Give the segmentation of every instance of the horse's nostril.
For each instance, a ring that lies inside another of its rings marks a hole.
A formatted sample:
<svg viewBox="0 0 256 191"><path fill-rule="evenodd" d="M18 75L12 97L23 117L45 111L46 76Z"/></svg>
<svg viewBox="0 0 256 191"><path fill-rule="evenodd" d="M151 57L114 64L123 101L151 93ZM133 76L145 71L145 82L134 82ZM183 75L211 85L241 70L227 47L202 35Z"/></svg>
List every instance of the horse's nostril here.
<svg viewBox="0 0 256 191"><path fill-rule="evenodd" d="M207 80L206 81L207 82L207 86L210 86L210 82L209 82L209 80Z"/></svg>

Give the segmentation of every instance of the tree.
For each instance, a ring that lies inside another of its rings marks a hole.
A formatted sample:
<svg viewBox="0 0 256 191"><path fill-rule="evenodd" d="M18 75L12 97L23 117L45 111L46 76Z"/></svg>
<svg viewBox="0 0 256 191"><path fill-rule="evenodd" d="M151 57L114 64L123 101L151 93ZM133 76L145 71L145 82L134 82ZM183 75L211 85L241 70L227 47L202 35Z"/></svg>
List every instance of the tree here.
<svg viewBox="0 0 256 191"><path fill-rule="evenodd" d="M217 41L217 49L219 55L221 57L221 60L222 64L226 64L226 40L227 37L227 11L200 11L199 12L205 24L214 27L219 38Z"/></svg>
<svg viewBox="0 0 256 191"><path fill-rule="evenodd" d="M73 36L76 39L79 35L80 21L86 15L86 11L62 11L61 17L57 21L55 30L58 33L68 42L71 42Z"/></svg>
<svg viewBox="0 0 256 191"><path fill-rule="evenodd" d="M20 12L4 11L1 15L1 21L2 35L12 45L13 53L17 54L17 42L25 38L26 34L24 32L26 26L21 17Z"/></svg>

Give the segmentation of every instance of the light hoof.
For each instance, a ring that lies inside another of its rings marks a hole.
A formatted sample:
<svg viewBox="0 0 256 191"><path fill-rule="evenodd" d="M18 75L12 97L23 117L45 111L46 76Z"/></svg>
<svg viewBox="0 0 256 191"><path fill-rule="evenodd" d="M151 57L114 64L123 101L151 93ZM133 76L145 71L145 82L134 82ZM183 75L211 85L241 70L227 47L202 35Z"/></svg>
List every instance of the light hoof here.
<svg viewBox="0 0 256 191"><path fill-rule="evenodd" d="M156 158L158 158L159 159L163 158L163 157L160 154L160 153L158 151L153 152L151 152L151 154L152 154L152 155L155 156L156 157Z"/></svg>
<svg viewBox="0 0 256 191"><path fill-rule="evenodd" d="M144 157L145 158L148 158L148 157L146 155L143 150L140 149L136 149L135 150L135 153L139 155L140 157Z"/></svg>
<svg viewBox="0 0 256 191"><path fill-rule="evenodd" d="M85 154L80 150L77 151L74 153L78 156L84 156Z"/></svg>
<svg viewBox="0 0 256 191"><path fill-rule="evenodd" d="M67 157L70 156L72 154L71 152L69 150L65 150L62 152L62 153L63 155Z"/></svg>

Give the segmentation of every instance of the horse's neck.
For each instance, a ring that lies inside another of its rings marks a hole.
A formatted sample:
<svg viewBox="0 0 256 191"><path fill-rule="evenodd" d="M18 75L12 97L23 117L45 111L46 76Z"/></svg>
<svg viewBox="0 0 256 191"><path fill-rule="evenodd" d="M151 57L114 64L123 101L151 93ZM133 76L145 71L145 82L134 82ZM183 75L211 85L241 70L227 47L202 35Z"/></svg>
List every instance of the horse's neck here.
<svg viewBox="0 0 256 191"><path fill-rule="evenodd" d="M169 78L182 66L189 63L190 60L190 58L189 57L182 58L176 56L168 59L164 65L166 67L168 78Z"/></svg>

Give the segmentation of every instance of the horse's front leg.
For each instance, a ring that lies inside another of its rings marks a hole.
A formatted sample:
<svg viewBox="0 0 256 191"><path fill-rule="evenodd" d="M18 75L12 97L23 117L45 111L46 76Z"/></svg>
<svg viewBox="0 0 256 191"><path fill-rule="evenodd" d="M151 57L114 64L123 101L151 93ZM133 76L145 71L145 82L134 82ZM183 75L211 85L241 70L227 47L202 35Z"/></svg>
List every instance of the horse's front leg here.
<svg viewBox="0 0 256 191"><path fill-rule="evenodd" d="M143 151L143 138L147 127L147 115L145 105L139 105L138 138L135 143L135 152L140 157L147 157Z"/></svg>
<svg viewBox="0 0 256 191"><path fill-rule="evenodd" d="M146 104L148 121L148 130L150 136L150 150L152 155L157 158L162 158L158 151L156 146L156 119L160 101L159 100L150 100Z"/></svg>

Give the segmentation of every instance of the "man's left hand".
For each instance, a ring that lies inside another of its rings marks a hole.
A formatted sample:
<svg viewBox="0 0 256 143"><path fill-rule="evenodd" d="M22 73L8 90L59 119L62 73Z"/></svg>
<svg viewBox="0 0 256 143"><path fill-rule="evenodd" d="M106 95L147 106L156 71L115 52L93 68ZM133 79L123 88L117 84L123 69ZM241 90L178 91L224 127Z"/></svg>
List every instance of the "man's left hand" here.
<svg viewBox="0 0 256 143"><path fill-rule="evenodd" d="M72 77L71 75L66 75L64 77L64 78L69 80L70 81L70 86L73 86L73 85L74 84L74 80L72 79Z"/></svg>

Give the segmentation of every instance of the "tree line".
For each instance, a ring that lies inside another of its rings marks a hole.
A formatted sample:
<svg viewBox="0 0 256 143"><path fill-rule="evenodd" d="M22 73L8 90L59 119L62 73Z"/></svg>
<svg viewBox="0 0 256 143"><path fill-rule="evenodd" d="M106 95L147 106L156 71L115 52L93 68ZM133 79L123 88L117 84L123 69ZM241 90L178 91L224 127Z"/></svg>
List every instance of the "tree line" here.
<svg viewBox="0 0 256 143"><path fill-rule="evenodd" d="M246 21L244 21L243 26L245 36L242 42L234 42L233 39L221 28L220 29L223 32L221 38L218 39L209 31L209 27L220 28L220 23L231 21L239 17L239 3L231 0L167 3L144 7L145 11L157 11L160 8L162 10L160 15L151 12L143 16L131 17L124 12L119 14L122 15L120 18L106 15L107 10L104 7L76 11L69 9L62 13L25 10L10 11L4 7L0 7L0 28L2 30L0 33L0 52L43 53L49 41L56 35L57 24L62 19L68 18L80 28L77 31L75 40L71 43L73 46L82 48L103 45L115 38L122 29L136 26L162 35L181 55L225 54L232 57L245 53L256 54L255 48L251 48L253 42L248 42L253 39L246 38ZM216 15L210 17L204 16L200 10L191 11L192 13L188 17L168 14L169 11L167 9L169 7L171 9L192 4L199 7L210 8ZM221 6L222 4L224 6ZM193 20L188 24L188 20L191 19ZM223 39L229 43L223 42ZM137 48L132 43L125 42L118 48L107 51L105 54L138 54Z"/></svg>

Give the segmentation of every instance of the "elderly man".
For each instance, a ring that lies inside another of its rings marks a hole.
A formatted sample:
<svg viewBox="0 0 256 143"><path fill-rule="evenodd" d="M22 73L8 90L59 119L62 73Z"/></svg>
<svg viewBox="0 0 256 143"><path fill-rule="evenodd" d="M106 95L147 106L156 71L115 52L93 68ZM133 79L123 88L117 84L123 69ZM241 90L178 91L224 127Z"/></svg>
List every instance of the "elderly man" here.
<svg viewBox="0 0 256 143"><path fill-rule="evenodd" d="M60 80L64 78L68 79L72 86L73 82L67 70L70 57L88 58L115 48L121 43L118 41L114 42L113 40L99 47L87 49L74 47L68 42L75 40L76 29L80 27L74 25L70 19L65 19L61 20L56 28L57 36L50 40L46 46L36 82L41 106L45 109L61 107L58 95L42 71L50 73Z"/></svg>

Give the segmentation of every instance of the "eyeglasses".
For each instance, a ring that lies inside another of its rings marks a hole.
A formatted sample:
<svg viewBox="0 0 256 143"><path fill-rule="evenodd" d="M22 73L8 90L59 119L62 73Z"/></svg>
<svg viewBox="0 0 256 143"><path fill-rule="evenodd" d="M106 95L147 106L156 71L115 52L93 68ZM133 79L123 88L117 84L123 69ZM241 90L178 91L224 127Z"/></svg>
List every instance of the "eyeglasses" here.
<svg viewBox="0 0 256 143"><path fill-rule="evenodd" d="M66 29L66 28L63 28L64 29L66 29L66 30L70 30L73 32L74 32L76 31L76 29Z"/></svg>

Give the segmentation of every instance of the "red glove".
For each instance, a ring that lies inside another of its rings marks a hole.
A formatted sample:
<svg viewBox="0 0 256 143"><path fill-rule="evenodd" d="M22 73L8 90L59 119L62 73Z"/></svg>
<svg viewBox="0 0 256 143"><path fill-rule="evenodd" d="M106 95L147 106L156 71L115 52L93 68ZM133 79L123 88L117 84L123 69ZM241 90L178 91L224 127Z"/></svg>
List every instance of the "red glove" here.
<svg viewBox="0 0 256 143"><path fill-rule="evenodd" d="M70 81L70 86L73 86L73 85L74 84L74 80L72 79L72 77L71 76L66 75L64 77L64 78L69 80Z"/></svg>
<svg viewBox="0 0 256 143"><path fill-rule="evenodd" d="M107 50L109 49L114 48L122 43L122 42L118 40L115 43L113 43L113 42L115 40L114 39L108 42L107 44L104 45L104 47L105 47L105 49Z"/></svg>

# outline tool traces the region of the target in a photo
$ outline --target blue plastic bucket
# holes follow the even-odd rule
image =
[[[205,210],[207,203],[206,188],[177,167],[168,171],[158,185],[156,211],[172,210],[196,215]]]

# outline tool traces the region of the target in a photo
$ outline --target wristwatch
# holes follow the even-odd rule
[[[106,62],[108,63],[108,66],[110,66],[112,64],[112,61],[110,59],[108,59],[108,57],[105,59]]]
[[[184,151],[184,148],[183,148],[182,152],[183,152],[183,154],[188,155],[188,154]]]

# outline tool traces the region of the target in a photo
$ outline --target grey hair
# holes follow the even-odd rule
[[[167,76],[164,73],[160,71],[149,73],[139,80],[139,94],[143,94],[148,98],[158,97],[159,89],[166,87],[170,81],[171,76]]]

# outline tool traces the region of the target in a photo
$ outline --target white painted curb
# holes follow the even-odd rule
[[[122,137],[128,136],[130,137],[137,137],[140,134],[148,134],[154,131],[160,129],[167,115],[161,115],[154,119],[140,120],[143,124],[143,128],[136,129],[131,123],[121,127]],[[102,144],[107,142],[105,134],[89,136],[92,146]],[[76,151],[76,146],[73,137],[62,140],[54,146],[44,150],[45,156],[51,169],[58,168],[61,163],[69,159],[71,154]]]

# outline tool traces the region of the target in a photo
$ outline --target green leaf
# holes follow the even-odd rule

----

STATED EXERCISE:
Copy out each line of the data above that contains the string "glove".

EXERCISE ANSWER:
Give the segmentation of every instance of the "red glove".
List every instance of the "red glove" here.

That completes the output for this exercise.